#### [GIVEN RECORDS]
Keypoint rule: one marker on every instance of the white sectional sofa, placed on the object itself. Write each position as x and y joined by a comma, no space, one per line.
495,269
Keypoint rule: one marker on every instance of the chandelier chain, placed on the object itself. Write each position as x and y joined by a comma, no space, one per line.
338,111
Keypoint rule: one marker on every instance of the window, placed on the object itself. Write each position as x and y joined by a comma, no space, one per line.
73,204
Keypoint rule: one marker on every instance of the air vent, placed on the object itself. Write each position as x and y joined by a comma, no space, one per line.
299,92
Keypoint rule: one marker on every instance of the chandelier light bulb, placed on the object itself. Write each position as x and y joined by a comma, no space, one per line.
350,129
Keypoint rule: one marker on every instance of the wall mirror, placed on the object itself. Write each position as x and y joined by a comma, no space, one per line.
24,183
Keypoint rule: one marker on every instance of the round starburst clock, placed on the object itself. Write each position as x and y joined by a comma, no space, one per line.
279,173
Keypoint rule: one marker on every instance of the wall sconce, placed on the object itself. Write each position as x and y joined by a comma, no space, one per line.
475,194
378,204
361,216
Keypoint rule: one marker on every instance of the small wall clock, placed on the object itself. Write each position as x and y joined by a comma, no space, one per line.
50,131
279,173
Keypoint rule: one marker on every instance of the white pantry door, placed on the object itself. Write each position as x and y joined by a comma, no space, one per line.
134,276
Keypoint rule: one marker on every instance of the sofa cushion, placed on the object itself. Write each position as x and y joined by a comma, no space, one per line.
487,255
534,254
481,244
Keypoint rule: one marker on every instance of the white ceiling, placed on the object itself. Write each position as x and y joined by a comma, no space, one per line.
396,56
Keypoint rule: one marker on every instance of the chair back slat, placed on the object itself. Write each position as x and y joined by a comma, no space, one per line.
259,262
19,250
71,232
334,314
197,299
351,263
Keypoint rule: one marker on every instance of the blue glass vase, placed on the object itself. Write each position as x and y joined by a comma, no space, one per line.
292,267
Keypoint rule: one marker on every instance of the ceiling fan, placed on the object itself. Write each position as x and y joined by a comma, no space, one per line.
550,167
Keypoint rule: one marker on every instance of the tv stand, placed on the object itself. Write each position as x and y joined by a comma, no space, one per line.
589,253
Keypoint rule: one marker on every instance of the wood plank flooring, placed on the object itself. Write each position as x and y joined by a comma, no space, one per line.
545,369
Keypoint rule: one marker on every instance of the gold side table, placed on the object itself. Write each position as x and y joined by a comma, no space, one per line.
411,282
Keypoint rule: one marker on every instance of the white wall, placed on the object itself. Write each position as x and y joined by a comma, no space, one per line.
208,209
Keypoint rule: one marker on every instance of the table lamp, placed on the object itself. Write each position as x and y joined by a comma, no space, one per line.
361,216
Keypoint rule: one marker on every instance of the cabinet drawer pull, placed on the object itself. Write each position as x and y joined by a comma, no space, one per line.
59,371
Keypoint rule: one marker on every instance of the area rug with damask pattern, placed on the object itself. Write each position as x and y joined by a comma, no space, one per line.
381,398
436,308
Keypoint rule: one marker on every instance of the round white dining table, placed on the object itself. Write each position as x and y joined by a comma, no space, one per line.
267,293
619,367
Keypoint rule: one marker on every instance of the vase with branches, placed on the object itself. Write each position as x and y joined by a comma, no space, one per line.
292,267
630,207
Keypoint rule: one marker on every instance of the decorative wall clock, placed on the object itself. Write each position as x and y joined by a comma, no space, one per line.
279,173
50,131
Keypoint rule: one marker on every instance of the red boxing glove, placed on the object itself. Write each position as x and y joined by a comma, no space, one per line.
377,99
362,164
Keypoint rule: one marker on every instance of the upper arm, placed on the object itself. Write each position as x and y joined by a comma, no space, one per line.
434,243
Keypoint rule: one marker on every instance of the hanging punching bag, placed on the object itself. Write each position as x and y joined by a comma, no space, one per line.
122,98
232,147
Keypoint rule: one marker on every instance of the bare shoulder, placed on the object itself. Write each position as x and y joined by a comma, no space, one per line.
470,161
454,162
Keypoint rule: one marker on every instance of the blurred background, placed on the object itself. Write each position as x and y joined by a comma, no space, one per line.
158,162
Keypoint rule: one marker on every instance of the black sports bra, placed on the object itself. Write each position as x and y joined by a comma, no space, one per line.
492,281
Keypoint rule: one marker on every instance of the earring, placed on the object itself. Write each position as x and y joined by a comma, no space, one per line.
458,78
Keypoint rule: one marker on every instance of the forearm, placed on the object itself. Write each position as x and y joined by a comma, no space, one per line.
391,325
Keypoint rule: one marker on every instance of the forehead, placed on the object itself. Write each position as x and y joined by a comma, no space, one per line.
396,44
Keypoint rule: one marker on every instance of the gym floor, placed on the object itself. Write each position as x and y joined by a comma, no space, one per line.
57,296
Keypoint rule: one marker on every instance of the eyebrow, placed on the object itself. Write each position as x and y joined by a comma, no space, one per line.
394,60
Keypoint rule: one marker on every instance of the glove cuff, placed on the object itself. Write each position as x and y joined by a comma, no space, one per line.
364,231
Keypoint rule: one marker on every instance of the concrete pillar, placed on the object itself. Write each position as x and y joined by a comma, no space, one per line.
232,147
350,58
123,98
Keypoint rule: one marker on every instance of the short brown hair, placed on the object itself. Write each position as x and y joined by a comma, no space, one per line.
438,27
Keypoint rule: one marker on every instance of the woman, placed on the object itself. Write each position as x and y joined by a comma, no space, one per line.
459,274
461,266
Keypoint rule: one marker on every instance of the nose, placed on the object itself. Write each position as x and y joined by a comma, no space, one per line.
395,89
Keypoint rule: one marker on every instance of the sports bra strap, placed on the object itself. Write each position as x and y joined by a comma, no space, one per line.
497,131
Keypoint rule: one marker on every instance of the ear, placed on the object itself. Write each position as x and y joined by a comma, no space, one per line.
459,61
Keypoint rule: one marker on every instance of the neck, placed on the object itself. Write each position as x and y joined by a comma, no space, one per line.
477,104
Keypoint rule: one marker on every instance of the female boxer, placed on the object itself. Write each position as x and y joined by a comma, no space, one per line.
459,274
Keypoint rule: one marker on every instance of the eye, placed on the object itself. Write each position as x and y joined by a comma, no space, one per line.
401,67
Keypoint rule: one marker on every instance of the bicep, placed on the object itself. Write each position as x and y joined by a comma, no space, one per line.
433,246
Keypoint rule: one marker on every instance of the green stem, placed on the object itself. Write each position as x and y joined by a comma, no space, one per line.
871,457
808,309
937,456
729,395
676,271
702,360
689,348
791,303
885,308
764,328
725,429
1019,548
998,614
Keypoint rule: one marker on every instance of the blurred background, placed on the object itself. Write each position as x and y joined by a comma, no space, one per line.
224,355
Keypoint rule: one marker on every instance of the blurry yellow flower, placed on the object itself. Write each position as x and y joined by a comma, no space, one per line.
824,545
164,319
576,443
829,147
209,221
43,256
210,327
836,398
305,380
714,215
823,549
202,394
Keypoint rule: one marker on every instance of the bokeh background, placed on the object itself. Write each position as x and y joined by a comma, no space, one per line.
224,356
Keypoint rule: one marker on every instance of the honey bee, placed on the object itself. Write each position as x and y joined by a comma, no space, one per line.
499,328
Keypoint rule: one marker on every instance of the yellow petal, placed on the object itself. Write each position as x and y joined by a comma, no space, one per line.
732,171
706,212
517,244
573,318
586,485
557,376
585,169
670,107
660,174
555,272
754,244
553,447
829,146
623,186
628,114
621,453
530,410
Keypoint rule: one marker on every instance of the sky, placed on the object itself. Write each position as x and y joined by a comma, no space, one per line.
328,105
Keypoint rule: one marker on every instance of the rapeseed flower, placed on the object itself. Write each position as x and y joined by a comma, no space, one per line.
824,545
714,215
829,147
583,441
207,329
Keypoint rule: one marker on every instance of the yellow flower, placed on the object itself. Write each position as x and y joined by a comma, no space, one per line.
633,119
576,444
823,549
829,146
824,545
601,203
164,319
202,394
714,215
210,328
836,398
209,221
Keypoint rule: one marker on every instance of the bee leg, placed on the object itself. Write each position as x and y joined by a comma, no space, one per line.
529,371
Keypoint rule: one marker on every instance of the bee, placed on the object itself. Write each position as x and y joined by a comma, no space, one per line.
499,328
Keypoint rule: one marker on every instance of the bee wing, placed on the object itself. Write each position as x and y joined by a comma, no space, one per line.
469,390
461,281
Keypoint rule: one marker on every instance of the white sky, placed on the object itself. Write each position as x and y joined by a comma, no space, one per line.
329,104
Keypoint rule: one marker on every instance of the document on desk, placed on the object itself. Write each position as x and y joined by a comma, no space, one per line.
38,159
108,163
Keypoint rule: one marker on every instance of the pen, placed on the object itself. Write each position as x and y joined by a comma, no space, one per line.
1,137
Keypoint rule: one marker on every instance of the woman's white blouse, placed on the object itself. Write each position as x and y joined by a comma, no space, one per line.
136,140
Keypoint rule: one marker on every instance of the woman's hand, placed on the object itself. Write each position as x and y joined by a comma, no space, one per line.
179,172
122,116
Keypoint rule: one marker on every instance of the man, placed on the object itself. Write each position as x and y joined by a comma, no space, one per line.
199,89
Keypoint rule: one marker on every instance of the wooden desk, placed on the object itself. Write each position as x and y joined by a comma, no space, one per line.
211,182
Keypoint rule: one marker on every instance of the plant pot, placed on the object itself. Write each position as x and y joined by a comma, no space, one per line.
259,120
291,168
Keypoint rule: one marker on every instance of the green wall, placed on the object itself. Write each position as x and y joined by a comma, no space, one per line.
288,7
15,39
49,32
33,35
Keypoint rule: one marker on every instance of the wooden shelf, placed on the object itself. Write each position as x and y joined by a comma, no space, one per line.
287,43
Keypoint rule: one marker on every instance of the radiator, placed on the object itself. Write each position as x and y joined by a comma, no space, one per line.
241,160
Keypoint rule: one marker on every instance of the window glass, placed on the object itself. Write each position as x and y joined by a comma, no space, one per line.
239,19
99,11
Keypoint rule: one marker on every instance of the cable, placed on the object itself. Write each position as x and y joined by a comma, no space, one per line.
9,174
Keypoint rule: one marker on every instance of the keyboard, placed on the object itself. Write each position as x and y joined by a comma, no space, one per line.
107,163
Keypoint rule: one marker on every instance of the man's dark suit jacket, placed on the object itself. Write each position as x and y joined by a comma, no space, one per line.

#### [EXERCISE REQUIREMENTS]
Rewrite everything from the line containing "Keypoint rule: one marker on every instance of the cable, placed" down to the end of the entries as a Markdown table with the columns Row and Entry line, numbering each line in order and leaving out blank lines.

#### [TASK OUTPUT]
| Row | Entry line |
|---|---|
| 1 | Keypoint rule: one marker on every instance of the cable, placed on the object itself. Write each position as x and y joined by a comma, no space, one per line. |
| 2 | 9,174 |
| 3 | Keypoint rule: one marker on every instance of the keyboard, placed on the object itself. Write each position as x and y joined by a comma, no space, one per line. |
| 4 | 107,163 |
| 5 | Keypoint rule: one marker on every instance of the man's dark suit jacket, placed on the object itself. Write each position as x and y joined by a comma, no space, one per line. |